[Opening RECORDED DATA section]

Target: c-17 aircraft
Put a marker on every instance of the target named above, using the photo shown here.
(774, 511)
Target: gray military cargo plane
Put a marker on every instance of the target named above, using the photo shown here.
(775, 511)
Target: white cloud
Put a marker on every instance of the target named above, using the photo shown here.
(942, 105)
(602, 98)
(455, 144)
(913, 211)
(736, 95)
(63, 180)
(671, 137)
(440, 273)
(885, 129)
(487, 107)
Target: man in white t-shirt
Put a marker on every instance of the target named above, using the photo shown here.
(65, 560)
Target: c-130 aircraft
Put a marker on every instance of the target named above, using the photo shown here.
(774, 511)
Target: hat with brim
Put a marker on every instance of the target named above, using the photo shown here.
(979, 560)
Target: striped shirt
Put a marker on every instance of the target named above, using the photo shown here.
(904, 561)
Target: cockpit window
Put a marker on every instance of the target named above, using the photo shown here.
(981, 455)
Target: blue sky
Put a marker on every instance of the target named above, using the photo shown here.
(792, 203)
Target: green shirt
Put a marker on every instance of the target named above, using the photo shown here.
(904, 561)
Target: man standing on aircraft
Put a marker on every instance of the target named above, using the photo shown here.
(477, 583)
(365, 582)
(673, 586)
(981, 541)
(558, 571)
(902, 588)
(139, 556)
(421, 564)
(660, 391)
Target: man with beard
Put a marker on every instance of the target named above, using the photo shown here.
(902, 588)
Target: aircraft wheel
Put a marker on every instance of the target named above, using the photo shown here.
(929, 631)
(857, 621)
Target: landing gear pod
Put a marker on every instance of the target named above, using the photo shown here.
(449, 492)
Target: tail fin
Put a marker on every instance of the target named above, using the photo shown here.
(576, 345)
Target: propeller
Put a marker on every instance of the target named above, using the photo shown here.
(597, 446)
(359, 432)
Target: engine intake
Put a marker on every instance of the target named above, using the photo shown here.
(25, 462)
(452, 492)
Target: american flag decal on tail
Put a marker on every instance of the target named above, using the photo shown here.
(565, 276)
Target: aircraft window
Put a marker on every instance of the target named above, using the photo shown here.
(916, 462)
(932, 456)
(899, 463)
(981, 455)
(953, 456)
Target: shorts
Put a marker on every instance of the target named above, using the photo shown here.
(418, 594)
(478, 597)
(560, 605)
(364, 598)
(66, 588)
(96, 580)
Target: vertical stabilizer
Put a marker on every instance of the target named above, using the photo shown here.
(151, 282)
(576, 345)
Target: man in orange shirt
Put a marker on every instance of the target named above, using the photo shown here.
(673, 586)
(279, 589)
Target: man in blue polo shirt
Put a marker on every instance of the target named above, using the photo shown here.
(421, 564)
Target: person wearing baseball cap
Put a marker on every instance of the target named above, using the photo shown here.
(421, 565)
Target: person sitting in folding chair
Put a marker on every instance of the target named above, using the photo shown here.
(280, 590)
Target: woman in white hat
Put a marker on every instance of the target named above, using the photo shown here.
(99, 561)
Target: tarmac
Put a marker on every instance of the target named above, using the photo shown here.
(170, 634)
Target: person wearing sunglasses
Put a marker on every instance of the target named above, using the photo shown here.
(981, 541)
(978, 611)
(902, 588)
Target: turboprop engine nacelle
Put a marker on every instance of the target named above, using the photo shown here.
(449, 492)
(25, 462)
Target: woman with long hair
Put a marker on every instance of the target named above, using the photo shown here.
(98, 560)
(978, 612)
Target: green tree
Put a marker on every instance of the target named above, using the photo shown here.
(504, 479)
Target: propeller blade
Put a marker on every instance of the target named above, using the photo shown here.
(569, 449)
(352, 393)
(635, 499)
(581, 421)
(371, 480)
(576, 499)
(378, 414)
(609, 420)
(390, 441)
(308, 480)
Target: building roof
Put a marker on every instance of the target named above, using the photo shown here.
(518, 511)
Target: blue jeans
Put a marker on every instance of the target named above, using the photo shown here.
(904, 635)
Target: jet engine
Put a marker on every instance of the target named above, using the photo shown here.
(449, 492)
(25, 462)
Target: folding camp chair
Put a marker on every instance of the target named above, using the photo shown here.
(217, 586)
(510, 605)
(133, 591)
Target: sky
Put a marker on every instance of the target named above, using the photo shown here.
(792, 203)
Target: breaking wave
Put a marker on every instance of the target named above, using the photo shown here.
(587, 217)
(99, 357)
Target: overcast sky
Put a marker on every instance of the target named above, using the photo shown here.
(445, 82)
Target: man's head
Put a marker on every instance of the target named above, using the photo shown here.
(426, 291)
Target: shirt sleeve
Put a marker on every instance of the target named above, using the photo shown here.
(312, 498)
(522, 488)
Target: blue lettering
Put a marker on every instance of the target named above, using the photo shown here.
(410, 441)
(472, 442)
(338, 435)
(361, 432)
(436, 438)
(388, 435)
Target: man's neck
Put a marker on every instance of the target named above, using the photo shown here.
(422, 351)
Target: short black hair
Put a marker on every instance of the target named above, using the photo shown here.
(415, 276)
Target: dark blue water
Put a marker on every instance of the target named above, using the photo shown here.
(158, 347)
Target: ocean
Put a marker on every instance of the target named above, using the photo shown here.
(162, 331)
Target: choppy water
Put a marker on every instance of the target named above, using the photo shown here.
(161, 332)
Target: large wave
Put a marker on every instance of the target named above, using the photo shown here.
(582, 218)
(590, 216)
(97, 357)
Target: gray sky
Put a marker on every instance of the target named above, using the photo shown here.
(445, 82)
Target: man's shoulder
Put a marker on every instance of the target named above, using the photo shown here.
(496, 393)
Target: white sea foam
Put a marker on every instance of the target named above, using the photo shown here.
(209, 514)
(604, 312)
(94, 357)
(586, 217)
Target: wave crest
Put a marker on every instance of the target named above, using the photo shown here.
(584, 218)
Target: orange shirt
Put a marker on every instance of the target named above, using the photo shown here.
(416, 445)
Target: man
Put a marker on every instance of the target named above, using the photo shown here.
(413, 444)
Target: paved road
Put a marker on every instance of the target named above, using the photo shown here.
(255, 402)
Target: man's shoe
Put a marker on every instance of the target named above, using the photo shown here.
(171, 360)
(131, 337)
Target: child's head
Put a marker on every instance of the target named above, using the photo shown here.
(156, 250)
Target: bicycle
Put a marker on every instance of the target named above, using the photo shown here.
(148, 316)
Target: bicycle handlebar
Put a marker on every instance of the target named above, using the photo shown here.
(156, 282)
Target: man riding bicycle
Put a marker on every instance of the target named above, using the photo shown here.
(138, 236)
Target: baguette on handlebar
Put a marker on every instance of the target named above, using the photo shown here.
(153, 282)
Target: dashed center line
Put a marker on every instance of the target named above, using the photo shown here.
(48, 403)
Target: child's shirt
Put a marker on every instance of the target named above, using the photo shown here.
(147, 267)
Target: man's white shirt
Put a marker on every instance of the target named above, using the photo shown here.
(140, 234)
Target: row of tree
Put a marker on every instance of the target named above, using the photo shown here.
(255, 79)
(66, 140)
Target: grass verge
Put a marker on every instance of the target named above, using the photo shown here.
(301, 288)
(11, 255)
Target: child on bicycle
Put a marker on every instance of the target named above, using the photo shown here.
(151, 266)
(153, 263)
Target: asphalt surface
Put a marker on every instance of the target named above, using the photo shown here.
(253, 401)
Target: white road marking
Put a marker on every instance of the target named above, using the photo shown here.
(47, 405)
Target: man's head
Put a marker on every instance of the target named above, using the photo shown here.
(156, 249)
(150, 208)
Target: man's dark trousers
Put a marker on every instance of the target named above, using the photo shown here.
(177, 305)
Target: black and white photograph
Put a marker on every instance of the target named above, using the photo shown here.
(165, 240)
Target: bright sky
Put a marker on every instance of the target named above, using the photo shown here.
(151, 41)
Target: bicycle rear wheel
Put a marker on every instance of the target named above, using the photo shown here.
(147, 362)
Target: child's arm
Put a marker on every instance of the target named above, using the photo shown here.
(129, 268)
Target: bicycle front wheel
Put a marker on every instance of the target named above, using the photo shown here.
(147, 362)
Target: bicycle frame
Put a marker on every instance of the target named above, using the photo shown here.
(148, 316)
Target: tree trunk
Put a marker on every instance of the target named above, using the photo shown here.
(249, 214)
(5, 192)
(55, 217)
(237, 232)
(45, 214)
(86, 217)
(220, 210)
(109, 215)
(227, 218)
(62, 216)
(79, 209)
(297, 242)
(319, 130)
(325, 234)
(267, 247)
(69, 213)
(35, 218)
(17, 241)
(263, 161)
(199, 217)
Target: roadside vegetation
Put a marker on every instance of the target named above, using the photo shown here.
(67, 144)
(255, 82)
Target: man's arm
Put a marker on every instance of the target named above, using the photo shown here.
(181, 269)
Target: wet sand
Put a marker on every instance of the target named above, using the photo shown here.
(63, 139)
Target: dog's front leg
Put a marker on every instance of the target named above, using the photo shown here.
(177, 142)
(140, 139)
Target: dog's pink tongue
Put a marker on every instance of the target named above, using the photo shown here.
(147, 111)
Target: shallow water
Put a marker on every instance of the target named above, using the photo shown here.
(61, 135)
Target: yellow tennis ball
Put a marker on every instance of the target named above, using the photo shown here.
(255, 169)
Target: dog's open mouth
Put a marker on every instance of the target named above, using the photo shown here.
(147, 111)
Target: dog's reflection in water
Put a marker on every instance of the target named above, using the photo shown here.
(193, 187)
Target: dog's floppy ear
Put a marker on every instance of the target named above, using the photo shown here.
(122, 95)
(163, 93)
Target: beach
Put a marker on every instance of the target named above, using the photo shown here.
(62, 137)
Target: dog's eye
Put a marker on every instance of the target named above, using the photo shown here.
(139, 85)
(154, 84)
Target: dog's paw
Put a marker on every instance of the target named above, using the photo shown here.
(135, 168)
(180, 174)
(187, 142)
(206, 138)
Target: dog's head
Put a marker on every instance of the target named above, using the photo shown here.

[Closing RECORDED DATA section]

#### TASK REQUIREMENTS:
Above are the records; report each line in them that includes the word "dark".

#### EXERCISE RESPONSE:
Target: dark blue water
Target: man's dark trousers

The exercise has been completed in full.